Write the listing out again word for word, excluding any pictures.

*** Opening Task input ***

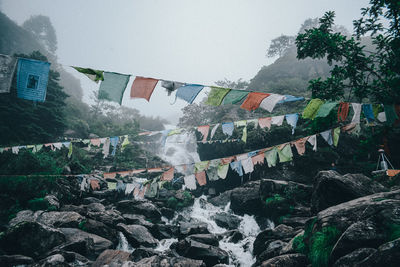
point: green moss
(322, 243)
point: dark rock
(141, 253)
(109, 256)
(14, 260)
(354, 257)
(191, 228)
(52, 201)
(51, 218)
(274, 248)
(222, 199)
(86, 244)
(211, 255)
(246, 200)
(100, 229)
(137, 235)
(387, 255)
(331, 188)
(292, 260)
(208, 239)
(358, 235)
(146, 208)
(168, 213)
(31, 239)
(226, 220)
(281, 232)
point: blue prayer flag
(32, 78)
(189, 92)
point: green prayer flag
(285, 153)
(201, 166)
(94, 75)
(326, 108)
(70, 150)
(271, 157)
(223, 170)
(113, 86)
(312, 108)
(336, 134)
(234, 96)
(244, 136)
(216, 96)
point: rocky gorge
(326, 220)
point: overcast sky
(185, 40)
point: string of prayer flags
(357, 112)
(171, 86)
(312, 108)
(343, 111)
(32, 78)
(94, 75)
(143, 87)
(7, 68)
(234, 96)
(188, 92)
(113, 86)
(204, 131)
(253, 100)
(270, 102)
(216, 96)
(292, 119)
(285, 153)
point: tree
(279, 45)
(41, 27)
(360, 73)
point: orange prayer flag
(143, 87)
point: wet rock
(51, 218)
(274, 248)
(137, 235)
(331, 188)
(146, 208)
(141, 253)
(387, 255)
(211, 255)
(53, 260)
(31, 239)
(292, 260)
(15, 260)
(281, 232)
(226, 220)
(246, 200)
(208, 239)
(112, 257)
(86, 244)
(354, 257)
(222, 199)
(358, 235)
(191, 228)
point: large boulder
(247, 200)
(146, 208)
(30, 239)
(86, 244)
(354, 258)
(137, 235)
(226, 220)
(51, 218)
(331, 188)
(292, 260)
(211, 255)
(114, 257)
(387, 255)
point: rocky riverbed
(329, 220)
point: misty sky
(184, 40)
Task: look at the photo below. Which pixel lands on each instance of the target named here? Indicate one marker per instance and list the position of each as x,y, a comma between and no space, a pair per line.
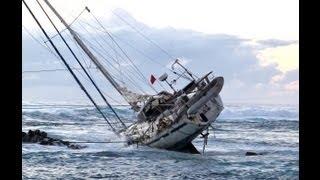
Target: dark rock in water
41,137
253,153
37,132
75,146
30,133
43,134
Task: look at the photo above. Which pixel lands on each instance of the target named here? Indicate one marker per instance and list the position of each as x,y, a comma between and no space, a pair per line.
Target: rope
69,25
93,142
53,70
124,53
92,81
163,50
67,65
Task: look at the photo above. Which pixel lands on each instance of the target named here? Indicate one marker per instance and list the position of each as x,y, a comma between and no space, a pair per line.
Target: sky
253,44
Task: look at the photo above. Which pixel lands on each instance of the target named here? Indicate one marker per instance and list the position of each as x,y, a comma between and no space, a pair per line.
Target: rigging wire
67,65
106,60
69,25
148,39
92,81
132,73
53,70
123,52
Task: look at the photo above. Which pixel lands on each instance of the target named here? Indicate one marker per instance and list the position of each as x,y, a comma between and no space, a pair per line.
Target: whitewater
269,129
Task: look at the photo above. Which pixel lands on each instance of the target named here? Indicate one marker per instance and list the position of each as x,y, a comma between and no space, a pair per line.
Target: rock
75,146
253,153
41,137
43,134
30,133
46,142
37,132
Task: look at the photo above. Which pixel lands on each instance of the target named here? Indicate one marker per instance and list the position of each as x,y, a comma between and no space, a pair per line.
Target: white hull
180,134
182,125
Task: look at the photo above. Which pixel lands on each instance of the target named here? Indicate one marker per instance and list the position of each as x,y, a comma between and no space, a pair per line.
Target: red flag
152,79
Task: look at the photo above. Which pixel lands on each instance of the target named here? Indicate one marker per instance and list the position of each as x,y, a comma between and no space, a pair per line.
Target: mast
87,51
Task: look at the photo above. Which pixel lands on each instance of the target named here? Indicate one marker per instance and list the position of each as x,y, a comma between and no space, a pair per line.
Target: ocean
269,129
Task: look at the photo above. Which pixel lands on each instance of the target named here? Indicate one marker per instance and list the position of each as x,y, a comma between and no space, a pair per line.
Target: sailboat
165,120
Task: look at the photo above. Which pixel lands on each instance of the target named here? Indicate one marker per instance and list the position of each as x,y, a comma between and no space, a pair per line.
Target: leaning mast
87,51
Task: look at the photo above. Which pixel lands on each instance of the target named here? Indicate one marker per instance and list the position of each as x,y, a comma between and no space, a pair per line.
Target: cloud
254,70
286,58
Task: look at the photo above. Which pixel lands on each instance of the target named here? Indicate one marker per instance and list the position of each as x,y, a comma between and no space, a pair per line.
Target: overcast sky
253,44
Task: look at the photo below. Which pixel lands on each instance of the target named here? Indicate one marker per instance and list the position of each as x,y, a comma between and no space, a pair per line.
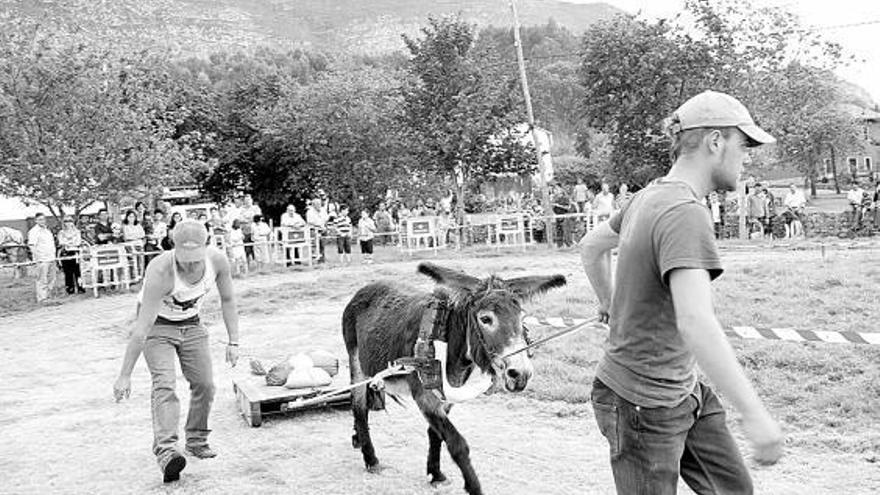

*** Closing Task input ***

Response to the exercise:
point: green moss
(322, 243)
point: dark rock
(141, 253)
(109, 256)
(14, 260)
(354, 257)
(191, 228)
(52, 201)
(51, 218)
(274, 248)
(222, 199)
(86, 244)
(211, 255)
(246, 200)
(100, 229)
(137, 235)
(387, 255)
(331, 188)
(292, 260)
(208, 239)
(358, 235)
(146, 208)
(168, 213)
(31, 239)
(226, 220)
(281, 232)
point: blue prayer flag
(32, 78)
(189, 92)
point: green prayer flag
(285, 153)
(201, 166)
(94, 75)
(326, 108)
(70, 150)
(271, 157)
(223, 170)
(113, 86)
(312, 108)
(336, 134)
(234, 96)
(244, 136)
(216, 96)
point: rocky gorge
(326, 220)
point: overcast sky
(185, 40)
point: string of prayer flags
(357, 112)
(171, 86)
(312, 108)
(343, 111)
(32, 78)
(94, 75)
(143, 87)
(7, 68)
(234, 96)
(188, 92)
(113, 86)
(204, 131)
(253, 100)
(270, 102)
(216, 96)
(292, 119)
(285, 153)
point: tree
(279, 45)
(41, 27)
(360, 73)
point: orange prayer flag
(143, 87)
point: wet rock
(51, 218)
(274, 248)
(137, 235)
(331, 188)
(146, 208)
(141, 253)
(387, 255)
(211, 255)
(53, 260)
(31, 239)
(292, 260)
(15, 260)
(281, 232)
(226, 220)
(246, 200)
(208, 239)
(112, 257)
(86, 244)
(354, 257)
(222, 199)
(358, 235)
(191, 228)
point: large boulder
(247, 200)
(146, 208)
(30, 239)
(86, 244)
(354, 258)
(137, 235)
(226, 220)
(51, 218)
(331, 188)
(292, 260)
(211, 255)
(114, 257)
(387, 255)
point: rocky riverbed
(329, 220)
point: misty sky
(184, 40)
Task: look at the photo below. Which pixel lands on each instance of the target named here? Indicate one marker per instance and list the position of each as x,y, a comma between and no space, a pair per line.
Target: dark rock in water
41,137
253,153
37,132
75,146
30,133
43,134
Task: look at the photo above. Which pixel lands on each instance of the target named here? Indicate one marker per instance and list the position of each as x,y, a comma between and no space, a pair per line.
Target: rope
69,25
93,142
53,70
124,53
92,81
163,50
67,65
Task: look at the photo above. Which pixel lands on each instance of the target named here? Indicate one marker per instance and list the position of each as x,y, a comma between and no space, a pair per line.
Target: sky
253,44
Task: look at the photo above. Which pixel lands on each instance of the target named here? Indicate one marker per instance and list the position of each as x,y, a comma between and no space, a pair per line.
Target: rigging wire
67,65
106,60
69,25
148,39
92,81
132,73
53,70
123,52
Task: look at the photo above. Which pixel lands on each instance of the target named here? Indicate one marker per instance and list the position of each as x,y, a comma between and no space, a pair per line.
Target: whitewater
269,129
Task: look at the photo above. Which pixel lands on each instance of the target named here? Indicate one marker per instance and list the position of each as x,y, a comma between and no space, a pair per line.
Target: rock
75,146
253,153
41,137
43,134
30,133
46,142
37,132
Task: look at the photo above. Which pixel lands on each instance of the target named here? Indicate one marker per instance and list the position of each as x,y, a comma between and no space, a pair per line.
Target: white hull
180,134
182,125
Task: look at the photo above. Which pixel lands on each instance of the target named here? Indicate one marker per instance and list the position of each as x,y, a comma between and no space, a pair per line.
Target: red flag
152,79
Task: look at the photo above. Which pixel lands on each instance of the target named here? Indicate one marker per instance and list the position of each as x,y, a comma between and no space, a pair per line.
Target: mast
87,51
Task: look at the photo above. Which pixel lands on each instance of the target named here? Indicate one marker per instance and list the position of each as x,y, a comma between and no space, a pair per line.
Target: ocean
269,129
Task: look at the photo above. Which pixel lands on each instance of the target named here? Indicate one marker per instance and list the position of each as x,y, a comma between and no space, a pair per line.
Target: sailboat
165,120
Task: look at the photo above. Which pixel lands on each instance of the target named here? Indicate one marker per instance and list the position of each as x,y, a comma between and no space, a pair per line.
Target: leaning mast
87,51
Task: look at the photo above. Which pixel lands on each instance of the target named here? Indicate one marker per instance and list the position of each as x,y, a comma between and no space, a pair per line.
Target: cloud
254,70
286,58
Task: look at the photo above. Which pixel lands on each instance of the target named here? Indicate one marker per instance and list the position of each as x,y, a comma between and no space, a pair per line.
Target: overcast sky
253,44
Task: look at the photo below. Which pixel lands on each instance of the target named here? Indicate one marker per instance and list the position of each as x,y, a comma between and no space, a pair per line.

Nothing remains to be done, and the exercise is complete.